Quote every entry below verbatim, leaving out the pictures.

[Dataset excerpts on pointing to objects]
=-=-=-=-=

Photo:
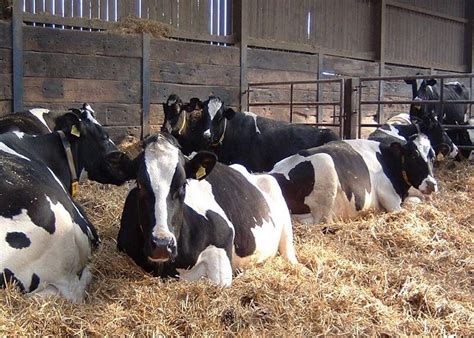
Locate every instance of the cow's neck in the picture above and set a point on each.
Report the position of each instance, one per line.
(394, 168)
(52, 153)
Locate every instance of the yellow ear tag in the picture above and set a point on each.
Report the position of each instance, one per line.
(74, 188)
(75, 131)
(201, 172)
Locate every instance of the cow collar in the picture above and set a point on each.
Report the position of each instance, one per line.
(70, 161)
(183, 123)
(404, 173)
(219, 142)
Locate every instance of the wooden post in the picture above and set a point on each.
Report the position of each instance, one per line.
(240, 30)
(382, 13)
(17, 56)
(145, 85)
(350, 110)
(319, 94)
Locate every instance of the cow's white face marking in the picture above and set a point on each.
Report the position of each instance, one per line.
(90, 114)
(254, 116)
(19, 134)
(213, 107)
(393, 132)
(423, 144)
(39, 114)
(428, 182)
(7, 149)
(161, 160)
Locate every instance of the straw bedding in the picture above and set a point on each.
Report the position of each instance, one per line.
(409, 272)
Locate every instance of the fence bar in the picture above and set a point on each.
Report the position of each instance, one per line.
(145, 85)
(17, 56)
(291, 103)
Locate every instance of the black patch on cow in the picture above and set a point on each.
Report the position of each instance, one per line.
(17, 240)
(351, 169)
(242, 202)
(7, 276)
(299, 186)
(276, 140)
(34, 282)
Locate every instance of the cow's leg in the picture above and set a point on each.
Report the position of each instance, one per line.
(322, 199)
(286, 247)
(212, 263)
(72, 287)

=-=-=-=-=

TASK OUTPUT
Photo:
Locate every instance of the cow's neck in the picture above and set a point on each.
Report the position of each instance, one per line.
(394, 168)
(52, 153)
Locate every instance of the yellow ear tag in the picture above and set a point on each.
Report the position of each instance, one per line.
(74, 188)
(75, 131)
(201, 172)
Locate every instance of the cow collar in the picture above and set a point on each.
Report the position of each instance, one per line.
(70, 161)
(183, 123)
(404, 173)
(219, 142)
Locate every instance of the wooden post in the picture above and set a point on each.
Report the position of each instance, one per line.
(240, 30)
(382, 13)
(17, 56)
(145, 85)
(350, 110)
(319, 94)
Locate every instance of the cow's white face marking in the picture above and set a point on each.
Report the position of each instance, one per line.
(90, 114)
(254, 116)
(19, 134)
(213, 107)
(393, 132)
(423, 144)
(39, 114)
(428, 182)
(7, 149)
(161, 160)
Locate every instance of the straw bedding in the picture above and set a point on each.
Report the position of each instance, one per line.
(409, 272)
Locate every instance of the fence bar in the picture above and set a point on each.
Report the position of each instance, one per line.
(145, 85)
(17, 56)
(291, 103)
Locate every instance of the black patch on cow in the picture above and set a point on each.
Report the position of each instance, one per line.
(17, 240)
(351, 169)
(242, 202)
(7, 276)
(299, 186)
(276, 140)
(34, 282)
Locate every instance of the cow's leg in the picture above and set a point on each.
Report the position of each instance, one per line.
(322, 199)
(286, 247)
(212, 263)
(72, 287)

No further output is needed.